# GOAL OF THE EXERCISE
Copy the data below word for word, starting at its first line and stopping after the line that contains "[73,165,189,264]".
** begin EXERCISE DATA **
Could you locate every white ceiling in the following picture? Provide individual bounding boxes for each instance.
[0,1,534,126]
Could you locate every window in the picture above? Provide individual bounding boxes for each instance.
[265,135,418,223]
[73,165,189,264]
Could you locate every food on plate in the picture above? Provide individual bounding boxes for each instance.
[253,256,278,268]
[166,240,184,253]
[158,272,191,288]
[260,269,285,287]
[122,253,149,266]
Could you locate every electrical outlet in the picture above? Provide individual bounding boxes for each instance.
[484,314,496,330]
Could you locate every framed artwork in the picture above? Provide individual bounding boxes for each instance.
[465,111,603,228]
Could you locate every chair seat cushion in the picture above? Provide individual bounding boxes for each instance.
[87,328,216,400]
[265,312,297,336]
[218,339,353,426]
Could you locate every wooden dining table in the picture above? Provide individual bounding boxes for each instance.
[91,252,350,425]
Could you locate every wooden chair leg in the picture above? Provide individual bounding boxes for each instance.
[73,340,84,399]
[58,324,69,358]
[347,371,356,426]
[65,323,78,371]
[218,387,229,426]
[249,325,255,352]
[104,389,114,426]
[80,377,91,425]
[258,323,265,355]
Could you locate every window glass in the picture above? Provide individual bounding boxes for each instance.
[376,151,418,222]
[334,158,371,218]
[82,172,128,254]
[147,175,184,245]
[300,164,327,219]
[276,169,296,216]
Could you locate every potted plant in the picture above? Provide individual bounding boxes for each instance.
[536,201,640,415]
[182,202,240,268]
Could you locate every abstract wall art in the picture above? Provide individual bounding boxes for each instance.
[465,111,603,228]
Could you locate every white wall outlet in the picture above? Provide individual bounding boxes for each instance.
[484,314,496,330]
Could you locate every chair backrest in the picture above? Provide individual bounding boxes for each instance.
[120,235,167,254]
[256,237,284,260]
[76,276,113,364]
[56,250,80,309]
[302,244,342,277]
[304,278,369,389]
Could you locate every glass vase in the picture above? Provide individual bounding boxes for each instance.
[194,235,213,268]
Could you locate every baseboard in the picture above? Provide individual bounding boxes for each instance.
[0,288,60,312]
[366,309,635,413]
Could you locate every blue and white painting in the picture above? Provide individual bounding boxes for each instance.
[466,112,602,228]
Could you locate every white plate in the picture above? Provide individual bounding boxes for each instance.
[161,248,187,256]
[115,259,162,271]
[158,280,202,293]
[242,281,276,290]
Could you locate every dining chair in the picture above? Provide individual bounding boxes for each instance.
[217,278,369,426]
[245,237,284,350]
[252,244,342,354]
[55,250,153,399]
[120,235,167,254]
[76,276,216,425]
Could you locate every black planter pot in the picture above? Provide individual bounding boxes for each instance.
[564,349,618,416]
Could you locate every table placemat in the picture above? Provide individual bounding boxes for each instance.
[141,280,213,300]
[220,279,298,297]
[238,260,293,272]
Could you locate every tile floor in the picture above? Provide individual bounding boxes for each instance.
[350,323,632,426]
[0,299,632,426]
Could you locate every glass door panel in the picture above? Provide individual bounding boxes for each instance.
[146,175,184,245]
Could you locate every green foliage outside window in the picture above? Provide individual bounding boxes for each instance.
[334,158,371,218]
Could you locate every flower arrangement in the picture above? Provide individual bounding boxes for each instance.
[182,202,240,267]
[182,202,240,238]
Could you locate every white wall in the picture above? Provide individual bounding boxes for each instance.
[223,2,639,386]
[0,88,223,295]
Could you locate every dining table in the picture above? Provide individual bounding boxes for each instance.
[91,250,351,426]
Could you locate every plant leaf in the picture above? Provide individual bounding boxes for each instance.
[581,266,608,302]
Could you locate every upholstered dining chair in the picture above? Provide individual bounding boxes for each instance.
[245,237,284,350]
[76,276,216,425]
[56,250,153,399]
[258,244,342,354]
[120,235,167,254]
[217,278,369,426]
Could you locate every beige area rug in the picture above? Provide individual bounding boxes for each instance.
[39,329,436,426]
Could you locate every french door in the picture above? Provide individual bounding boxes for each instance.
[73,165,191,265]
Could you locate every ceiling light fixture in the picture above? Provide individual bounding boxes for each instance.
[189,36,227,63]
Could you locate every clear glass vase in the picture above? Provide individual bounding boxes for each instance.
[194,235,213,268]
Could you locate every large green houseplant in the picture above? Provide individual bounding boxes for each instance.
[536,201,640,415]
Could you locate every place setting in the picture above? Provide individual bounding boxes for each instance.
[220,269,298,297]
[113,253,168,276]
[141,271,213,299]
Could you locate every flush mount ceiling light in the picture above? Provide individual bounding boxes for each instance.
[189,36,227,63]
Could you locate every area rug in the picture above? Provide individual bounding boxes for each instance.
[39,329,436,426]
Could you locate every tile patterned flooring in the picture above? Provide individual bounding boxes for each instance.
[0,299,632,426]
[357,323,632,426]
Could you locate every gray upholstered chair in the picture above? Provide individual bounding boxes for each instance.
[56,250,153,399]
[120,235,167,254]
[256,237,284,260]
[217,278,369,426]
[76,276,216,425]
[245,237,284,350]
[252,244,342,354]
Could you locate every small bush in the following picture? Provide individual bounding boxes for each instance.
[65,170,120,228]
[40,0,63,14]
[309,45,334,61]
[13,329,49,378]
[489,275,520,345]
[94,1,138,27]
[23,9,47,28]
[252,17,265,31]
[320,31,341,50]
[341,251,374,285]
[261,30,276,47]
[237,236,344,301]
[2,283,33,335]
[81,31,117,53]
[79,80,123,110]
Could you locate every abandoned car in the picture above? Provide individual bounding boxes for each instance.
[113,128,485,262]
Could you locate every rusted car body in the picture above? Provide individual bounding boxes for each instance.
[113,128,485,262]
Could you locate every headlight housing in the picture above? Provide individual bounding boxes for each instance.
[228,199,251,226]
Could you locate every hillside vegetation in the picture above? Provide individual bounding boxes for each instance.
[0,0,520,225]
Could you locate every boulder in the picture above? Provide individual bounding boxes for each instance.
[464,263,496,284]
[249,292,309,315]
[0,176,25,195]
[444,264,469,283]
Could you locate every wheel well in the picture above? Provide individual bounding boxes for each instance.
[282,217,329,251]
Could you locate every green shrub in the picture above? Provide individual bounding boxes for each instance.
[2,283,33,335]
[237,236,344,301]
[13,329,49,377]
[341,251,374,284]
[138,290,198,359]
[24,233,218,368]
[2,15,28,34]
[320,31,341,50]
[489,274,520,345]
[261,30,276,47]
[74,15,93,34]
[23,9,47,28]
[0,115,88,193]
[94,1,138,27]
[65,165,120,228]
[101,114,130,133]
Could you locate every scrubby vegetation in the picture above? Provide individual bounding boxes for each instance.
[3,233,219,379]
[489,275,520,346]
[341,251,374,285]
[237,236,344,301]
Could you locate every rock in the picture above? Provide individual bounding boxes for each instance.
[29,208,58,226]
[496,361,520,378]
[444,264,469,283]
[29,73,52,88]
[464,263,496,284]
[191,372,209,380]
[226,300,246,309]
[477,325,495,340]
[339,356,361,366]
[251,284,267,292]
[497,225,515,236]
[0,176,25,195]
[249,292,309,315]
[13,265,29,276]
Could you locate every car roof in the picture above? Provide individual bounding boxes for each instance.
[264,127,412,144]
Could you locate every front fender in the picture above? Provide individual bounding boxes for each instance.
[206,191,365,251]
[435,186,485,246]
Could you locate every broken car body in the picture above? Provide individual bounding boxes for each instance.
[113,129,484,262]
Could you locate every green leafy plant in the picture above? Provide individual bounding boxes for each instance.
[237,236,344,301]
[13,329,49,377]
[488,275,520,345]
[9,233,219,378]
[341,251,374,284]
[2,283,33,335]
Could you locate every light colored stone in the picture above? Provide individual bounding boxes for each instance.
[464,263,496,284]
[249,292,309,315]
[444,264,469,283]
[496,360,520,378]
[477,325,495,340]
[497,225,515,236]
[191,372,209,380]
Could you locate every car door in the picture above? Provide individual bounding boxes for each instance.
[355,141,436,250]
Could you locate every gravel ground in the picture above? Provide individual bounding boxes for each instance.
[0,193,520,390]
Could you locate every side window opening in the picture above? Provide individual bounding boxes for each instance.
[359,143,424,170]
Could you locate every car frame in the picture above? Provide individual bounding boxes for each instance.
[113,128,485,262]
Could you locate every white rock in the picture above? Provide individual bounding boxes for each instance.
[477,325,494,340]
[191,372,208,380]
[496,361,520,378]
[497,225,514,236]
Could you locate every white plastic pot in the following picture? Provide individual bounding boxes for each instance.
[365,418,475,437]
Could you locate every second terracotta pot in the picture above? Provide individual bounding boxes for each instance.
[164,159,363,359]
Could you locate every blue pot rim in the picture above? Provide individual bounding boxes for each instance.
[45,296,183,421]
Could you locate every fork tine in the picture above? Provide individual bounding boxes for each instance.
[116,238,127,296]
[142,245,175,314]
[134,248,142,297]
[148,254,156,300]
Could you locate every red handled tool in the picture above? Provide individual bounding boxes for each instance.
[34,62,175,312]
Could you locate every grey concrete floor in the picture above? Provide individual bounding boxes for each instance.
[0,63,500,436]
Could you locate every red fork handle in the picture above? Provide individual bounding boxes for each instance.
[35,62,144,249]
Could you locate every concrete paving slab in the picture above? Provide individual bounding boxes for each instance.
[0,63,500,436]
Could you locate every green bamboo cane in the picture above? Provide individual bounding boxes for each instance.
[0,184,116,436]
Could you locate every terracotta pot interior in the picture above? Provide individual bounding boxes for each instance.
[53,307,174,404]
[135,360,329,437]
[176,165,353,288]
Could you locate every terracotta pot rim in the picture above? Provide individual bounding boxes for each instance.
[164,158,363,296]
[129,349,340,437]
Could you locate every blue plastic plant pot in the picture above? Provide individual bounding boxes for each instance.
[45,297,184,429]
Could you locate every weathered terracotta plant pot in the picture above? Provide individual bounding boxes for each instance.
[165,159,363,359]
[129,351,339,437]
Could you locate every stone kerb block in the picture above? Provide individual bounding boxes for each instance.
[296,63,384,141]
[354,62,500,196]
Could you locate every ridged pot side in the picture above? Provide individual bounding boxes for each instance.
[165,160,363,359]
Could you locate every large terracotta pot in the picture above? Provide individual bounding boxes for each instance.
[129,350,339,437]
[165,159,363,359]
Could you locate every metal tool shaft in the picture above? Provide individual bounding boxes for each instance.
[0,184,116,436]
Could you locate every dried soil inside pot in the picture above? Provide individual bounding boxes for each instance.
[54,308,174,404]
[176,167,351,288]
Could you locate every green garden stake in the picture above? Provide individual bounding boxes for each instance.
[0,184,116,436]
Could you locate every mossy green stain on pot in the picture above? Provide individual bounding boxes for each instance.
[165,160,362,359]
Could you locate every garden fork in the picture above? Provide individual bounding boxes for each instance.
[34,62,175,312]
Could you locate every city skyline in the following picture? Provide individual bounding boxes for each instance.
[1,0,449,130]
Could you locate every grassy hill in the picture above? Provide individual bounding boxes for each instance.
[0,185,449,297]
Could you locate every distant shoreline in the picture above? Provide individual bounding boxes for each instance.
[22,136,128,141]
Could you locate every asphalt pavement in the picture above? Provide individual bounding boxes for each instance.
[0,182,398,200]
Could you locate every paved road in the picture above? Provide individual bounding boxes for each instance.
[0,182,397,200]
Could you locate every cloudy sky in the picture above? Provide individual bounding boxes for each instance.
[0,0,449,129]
** end EXERCISE DATA **
# FINISHED ANSWER
Could you locate every white ceiling in the following picture? Provide individual bounding boxes for each instance.
[0,1,534,126]
Could you locate every window in the picture above? Provide individual bounding boxes for each instance.
[265,135,418,223]
[73,165,189,264]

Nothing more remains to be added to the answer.